** Problem to solve **
Please repeat the data shown below, word for word.

** Data for this exercise **

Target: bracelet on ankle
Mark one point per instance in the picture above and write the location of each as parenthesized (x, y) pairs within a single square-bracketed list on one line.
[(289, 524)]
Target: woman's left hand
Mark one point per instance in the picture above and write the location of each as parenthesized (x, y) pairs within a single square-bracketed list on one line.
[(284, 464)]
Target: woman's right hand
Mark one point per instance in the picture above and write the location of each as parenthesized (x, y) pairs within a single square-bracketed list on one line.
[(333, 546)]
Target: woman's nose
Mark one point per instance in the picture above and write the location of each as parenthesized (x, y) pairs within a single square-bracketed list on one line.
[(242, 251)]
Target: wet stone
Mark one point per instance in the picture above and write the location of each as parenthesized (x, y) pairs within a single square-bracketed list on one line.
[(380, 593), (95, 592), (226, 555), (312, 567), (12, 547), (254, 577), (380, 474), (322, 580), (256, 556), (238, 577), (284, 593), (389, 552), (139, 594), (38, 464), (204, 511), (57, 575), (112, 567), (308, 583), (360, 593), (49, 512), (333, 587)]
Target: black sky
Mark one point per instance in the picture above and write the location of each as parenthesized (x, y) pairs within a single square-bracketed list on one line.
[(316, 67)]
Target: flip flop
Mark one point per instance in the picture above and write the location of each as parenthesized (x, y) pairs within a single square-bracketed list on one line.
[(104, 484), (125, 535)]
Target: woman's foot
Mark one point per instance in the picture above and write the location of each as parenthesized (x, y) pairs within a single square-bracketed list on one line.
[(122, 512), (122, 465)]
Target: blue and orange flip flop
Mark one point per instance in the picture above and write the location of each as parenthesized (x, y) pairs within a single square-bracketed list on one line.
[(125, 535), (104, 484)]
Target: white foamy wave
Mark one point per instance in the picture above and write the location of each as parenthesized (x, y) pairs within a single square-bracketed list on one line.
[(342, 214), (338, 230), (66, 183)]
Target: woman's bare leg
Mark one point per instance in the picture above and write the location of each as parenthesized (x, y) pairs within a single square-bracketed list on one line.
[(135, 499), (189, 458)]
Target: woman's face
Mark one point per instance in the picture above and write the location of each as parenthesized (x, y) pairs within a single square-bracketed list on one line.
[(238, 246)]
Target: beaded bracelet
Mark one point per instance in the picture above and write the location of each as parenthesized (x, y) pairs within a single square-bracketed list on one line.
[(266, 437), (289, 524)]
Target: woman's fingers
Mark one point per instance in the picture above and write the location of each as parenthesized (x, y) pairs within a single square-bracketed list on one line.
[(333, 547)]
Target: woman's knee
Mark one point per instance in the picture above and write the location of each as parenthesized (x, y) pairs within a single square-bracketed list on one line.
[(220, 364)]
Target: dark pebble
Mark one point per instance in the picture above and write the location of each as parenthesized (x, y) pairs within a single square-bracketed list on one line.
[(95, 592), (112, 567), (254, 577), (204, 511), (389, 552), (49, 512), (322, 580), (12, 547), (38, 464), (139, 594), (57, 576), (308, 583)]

** Answer to this exercise **
Target: bracelet on ankle
Mark one point per instance in the picture above and write the location of each as parenthesized (x, y) pairs within a single square-bracketed list on one line.
[(289, 524)]
Target: woman's left hand
Mark one point per instance in the picture above and write the location of each as parenthesized (x, y) pairs within a single square-bracketed list on one line.
[(284, 464)]
Target: woman's right hand
Mark one point per instance in the picture above and write the location of each as parenthesized (x, y) pairs within a single square-bracketed list on one line.
[(333, 546)]
Target: woman's nose
Mark one point per instance in the picture above and write the location of each as parenthesized (x, y) pairs within a single square-bracketed list on one line.
[(242, 251)]
Target: wet stone
Mark one point per instance in the picture above and write the location of each as parenthesized (x, y) pairs within a single square-bracketed list on one line.
[(380, 593), (95, 592), (226, 555), (312, 567), (12, 547), (254, 577), (380, 474), (322, 580), (256, 556), (238, 577), (284, 593), (389, 552), (139, 594), (38, 464), (204, 511), (57, 575), (112, 567), (308, 583), (360, 593), (49, 512), (333, 587)]
Target: black sky
Mark one point per instance in the picture above and write the location of each as parenthesized (x, y) pairs within a single square-bracketed list on one line.
[(316, 67)]
Target: flip flop
Mark one point per instance in the picture above and write the location of each as parenthesized (x, y) pairs within a single square-bracketed list on one line.
[(104, 484), (125, 535)]
Target: woman's foot
Mark one point per instance in the picture above and write the location of each as parenthesized (x, y) pairs within a single square-bracketed list on one line.
[(122, 512), (122, 465)]
Target: blue and orange flip flop
Mark one point per instance in the picture above and write the location of each as parenthesized (x, y) pairs within a single square-bracketed list on one line.
[(125, 535), (104, 484)]
Target: white foamy wave
Mark one point per instance in the picture above and write the location of each as parenthesized (x, y) pairs within a single square-bracketed list on one line.
[(342, 214), (338, 230), (66, 183)]
Target: woman's bare leg
Mark one point per instance in the picture above and write the location of each as parenthesized (x, y) pairs within a single square-bracketed list on one line.
[(135, 499), (189, 458)]
Target: woman's face
Mark one point per instance in the picture above and write the location of each as parenthesized (x, y) pairs within a single square-bracketed list on one line.
[(238, 246)]
Target: beaded bracelet
Mark one point per instance in the picture above and write the location of each as parenthesized (x, y) pairs within a single square-bracketed list on one line.
[(266, 437), (289, 524)]
Target: woman's fingers
Mark one point per instance in the picture above and write the location of each as parenthesized (x, y) pairs within a single square-bracketed list on one line.
[(333, 547)]
Target: woman's knee
Mark one point per instance in the picture above and write the location of each as parenthesized (x, y) pairs within a single square-bracketed list on one line.
[(220, 364)]
Target: dark pebble
Mark one point per instance in the picture above and write the location of each as parenthesized (x, y) pairs within a single square-bracketed list on one line.
[(95, 592), (112, 567), (254, 577), (204, 511), (389, 552), (49, 512), (322, 580), (12, 547), (38, 464), (139, 594), (57, 576), (308, 583)]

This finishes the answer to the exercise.